Unlike the ocean, we won't over-fish our farms. So the growth of aquaculture would be great environmental news except...
In 2006, aquaculture production was 51.7 million metric tons, and about 20 million metric tons of wild fish were harvested for the production of fishmeal.
So even aquaculture hits the oceans pretty hard. Suggestion: why not scale up vat meat to make fish meal? Or pet food. If its commercially possible to make environmentally-friendly animal food this way, then the research dollars could start flowing in to make vat meat for human consumption.
H/T Randall Parker

Comments
At first, I thought it was going to be a story on potted meat. I wonder if they still make that, it was kind of like vienna sausage salad. I saw a can of vienna sausage the other day. I used to carefully cut those in half and put on a saltine with mayo and a hamburger dill. Yum.
Posted by: Harvey | September 18, 2009 10:14 AM
In college, Harvey used to keep a stash of vienna sausages in his dorm room which he would occasionally share with his room mate. What a guy!
Potted meat and vienna sausages will be the first products for human consumption developed from vat meat. Then will come hot dogs. Then burgers.
Steaks will be last.
Posted by: Phil Bowermaster | September 18, 2009 02:49 PM
This is part of my vision for the Nanotechnology Society. Nanobots in vats able to take apart your favorite food, molecule by molecule, store the information gathered thereby on how precisely the molecules were arranged, and then build that food back up again molecule by molecule. You would then have a very precise recipe for that meal.
Delicious meat dishes (among all the other dishes) that even vegetarians can delight in (at least those vegetarians who gave up meat for what they perceive as moral issues.)
The end of farming and ranching as we know them. Part of the end of economics as we know it.
Posted by: Sally Morem | September 19, 2009 01:53 PM
I wonder how quickly this would be followed by adding most of the animals we raise for food to the endangered species list?

◆ DIRECTIVE A ◆
In the aquaculture post, how many metric tons of wild fish were harvested for fishmeal production in 2006?
These records are unrelated to the text above.

(Saved entries)
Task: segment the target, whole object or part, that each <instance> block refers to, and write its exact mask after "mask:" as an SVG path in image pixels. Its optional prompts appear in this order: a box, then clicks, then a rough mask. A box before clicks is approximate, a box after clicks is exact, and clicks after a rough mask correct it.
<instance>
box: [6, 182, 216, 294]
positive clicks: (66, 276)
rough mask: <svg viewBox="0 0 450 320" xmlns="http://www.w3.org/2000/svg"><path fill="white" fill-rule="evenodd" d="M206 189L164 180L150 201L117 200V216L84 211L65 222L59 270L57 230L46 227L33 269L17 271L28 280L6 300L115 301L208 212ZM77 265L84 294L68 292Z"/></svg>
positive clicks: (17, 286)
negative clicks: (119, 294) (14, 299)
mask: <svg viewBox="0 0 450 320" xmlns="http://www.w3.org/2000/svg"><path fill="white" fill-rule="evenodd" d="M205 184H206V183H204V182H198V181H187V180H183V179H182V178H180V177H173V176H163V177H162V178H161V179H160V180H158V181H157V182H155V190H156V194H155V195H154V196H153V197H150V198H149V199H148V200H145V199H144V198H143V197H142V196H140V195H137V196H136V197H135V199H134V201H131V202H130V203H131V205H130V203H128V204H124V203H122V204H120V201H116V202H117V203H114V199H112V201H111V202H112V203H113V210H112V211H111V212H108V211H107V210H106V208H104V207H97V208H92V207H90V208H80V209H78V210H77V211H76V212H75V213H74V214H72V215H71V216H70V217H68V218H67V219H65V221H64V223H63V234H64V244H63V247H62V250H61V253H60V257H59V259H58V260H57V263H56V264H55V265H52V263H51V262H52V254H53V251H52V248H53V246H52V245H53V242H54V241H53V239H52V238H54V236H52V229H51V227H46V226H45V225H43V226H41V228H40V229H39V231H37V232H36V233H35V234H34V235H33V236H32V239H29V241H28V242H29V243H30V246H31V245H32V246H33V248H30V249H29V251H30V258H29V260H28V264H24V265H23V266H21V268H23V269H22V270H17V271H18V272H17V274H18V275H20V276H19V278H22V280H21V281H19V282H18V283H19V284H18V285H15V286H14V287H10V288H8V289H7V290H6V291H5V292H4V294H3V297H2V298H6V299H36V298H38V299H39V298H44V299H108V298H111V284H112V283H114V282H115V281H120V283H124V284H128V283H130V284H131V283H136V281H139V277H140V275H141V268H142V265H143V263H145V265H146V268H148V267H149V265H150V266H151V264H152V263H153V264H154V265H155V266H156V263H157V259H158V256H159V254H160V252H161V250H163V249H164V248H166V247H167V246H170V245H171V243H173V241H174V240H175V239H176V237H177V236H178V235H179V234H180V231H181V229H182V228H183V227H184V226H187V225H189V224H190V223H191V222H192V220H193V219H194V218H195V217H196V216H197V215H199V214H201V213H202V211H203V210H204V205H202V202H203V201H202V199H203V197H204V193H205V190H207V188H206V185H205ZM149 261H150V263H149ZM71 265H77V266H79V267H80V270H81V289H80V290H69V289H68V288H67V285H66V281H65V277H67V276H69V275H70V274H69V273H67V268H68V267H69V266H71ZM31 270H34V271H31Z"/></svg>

◆ DIRECTIVE B ◆
Reproduce the records verbatim from their first line through the line containing "positive clicks: (17, 286)", including both ends.

◆ SOLUTION A ◆
About 20 million metric tons.

◆ SOLUTION B ◆
Task: segment the target, whole object or part, that each <instance> block refers to, and write its exact mask after "mask:" as an SVG path in image pixels. Its optional prompts appear in this order: a box, then clicks, then a rough mask. A box before clicks is approximate, a box after clicks is exact, and clicks after a rough mask correct it.
<instance>
box: [6, 182, 216, 294]
positive clicks: (66, 276)
rough mask: <svg viewBox="0 0 450 320" xmlns="http://www.w3.org/2000/svg"><path fill="white" fill-rule="evenodd" d="M206 189L164 180L150 201L117 200V216L84 211L65 222L59 270L57 230L46 227L33 269L17 271L28 280L6 300L115 301L208 212ZM77 265L84 294L68 292Z"/></svg>
positive clicks: (17, 286)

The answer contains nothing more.